Someday They Will Sing
where have all the flowers gone,
long time passing,
young ones have picked them,
every one of them
gone for soldiers,
returned to graveyards
and graveyards gone to flowers,
long time ago,
and again and again
when will they ever learn,
why did they never learn
(#SlavaUkraini, and for all other people oppressed by war.)
I drafted the poem on the trail on Saturday, what happens when I come face to face with nature on a trail feeling the earth beneath my feet and the sun and breeze filling my head and my thoughts. I have been singing the song since the invasion began and was singing as I walked along, and every so often wrote another line of my thoughts.
The song “Where Have All the Flowers Gone” was inspired by a traditional song of the Cossacks, Slavic peoples who lived in rural regions of both Ukraine and Russia, though the source of the song is Ukrainian. Pete Seeger adapted some of the lyrics and wrote the first three verses in 1955, Joe Hickerson wrote the rest in 1960.
It once was that men marched off to war while women stayed behind and tended the flowers in the graveyards, but I have heard a few folk singers (can’t remember) who have sung lyrics updated to reflect that young women become soldiers as well as young men, in fact, young people of all sorts become soldiers. With both society’s norms and folkways and beloved folk songs, breaking the mold can be difficult, but I could finally feel an update was natural.
I watch the creative soul of Ukrainians in this fight, so many musicians, artists, poets, writers, playing piano at the borders, making art to describe the conflict and their opposition, making Molotov cocktails instead of beer, a brass band of soldiers standing in fatigues to play the Ukrainian national anthem around the spot where a Russian missile hit, and the least I can do is awaken my own, possibly my inheritance from my Ukrainian ancestors, to reflect my support.

• _What to work on_:
a) Decide whether each statement agrees with the Someday They Will Sing piece, answering yes or no and quoting the deciding words: (i) The poem was drafted on a trail on Saturday. (ii) Pete Seeger wrote every verse of "Where Have All the Flowers Gone." (iii) The source of the song is Russian.
b) From the Someday They Will Sing piece, quote the passage starting at "I drafted the" and ending at "of my thoughts.".
c) Extend the Someday They Will Sing piece by writing what follows its final sentence.

• _Rows_:

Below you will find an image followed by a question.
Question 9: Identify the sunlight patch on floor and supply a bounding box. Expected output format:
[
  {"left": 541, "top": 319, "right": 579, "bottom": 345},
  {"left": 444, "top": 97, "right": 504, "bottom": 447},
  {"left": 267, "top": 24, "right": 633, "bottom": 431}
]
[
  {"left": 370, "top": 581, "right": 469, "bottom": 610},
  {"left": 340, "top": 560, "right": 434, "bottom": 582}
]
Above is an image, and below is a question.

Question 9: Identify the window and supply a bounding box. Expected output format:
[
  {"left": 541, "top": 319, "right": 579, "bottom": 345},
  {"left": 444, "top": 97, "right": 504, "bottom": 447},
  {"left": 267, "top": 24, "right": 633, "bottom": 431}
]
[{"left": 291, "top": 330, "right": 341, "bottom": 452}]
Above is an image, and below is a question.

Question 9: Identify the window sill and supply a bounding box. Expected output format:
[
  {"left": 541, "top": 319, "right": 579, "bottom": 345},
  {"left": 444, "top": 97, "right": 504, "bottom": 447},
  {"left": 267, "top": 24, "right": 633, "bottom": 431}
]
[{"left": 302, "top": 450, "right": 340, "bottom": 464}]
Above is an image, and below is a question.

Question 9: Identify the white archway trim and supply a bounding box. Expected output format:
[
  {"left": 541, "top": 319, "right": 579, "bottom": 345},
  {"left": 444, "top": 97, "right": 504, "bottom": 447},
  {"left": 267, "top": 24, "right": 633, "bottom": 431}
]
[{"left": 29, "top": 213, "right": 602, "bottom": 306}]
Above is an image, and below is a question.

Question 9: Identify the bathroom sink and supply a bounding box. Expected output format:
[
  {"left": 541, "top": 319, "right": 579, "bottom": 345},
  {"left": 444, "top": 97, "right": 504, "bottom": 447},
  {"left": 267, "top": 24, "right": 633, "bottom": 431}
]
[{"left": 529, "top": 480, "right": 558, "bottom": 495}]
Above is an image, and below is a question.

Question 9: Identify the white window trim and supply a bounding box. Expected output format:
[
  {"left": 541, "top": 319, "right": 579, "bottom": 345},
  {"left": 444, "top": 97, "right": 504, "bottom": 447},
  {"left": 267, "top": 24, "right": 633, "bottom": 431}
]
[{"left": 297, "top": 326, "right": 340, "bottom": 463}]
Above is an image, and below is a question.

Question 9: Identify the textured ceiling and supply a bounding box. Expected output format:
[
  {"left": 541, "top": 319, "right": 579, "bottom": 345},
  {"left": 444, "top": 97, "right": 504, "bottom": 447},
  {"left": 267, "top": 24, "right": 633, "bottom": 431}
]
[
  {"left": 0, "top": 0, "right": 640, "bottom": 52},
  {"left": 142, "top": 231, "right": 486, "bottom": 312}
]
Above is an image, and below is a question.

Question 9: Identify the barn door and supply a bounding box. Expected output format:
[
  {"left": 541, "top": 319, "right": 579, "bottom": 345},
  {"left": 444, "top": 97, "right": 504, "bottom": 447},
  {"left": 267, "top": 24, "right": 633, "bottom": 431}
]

• _Solved problems_:
a)
(i) Yes: "I drafted the poem on the trail on Saturday"
(ii) No: "Pete Seeger adapted some of the lyrics and wrote the first three verses in 1955, Joe Hickerson wrote the rest in 1960."
(iii) No: "though the source of the song is Ukrainian."

b)
I drafted the poem on the trail on Saturday, what happens when I come face to face with nature on a trail feeling the earth beneath my feet and the sun and breeze filling my head and my thoughts. I have been singing the song since the invasion began and was singing as I walked along, and every so often wrote another line of my thoughts.

c)
I turned off the lamp
but light still shone,
my bed awash with cool blue
pulls my thoughts to follow a path
up toward the full Wolf Moon
the imperative solo light of January nights;
I hear her distant howl across the valley
and feel her pull on me
to follow her path
past the effect of old wavy glass
through the tangled branches of the spruce
to the clear cold blue night of adventures
that might have otherwise been mine.
A poem in progress inspired by the actual nearly-full Wolf Moon that shone in my bedroom window last night, so bright I could do nothing but watch her slowly move past the branches of the spruce, distorted by the wavy glass of my old windows, and think. My camera had captured the distortion in even more depth as it always does, as if it either wants to prove to me how my vision had dismissed the distortion of the glass as a mistake yet I should see it as it actually was, or show me how distorted my views really were. Those long, cold, quiet nights often bring reflections of could have beens and should Is, especially when the Wolf Moon howls for my attention.
My daily photos often inspire poetry or prose that I try to get back to and develop into something more finished. That’s what this site is for. So my hope is that I can collect these thoughts here and find an easier way to get back to them.